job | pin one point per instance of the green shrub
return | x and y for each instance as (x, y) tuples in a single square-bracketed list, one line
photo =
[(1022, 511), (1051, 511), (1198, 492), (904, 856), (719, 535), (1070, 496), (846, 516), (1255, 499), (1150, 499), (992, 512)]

○ ○ ○ ○ ○ ○ ○

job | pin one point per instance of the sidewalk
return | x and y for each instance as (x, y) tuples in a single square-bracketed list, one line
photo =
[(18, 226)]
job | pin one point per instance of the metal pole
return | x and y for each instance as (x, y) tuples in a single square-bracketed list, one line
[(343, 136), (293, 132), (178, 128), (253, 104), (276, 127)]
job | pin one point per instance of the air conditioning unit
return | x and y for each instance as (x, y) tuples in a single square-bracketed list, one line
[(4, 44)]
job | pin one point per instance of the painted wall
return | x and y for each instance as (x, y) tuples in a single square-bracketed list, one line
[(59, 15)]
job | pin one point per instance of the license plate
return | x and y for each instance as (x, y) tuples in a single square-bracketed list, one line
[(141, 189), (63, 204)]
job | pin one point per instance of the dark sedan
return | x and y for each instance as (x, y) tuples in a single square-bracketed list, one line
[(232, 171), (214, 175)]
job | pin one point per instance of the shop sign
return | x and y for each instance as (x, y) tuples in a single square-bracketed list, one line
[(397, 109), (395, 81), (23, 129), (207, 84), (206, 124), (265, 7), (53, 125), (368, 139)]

○ ○ ○ ○ ○ ○ ○

### [TASK DESCRIPTION]
After identifying the lines above that contain "point", copy each one.

### [EXERCISE ANSWER]
job | pin one point per instance of the green shrub
job | pin one point per instance of the sidewalk
job | pin one point per instance of the metal pole
job | pin one point per instance of the air conditioning unit
job | pin one point per instance of the painted wall
job | pin one point per instance of the license plate
job | pin one point per instance of the dark sedan
job | pin one point per instance of the shop sign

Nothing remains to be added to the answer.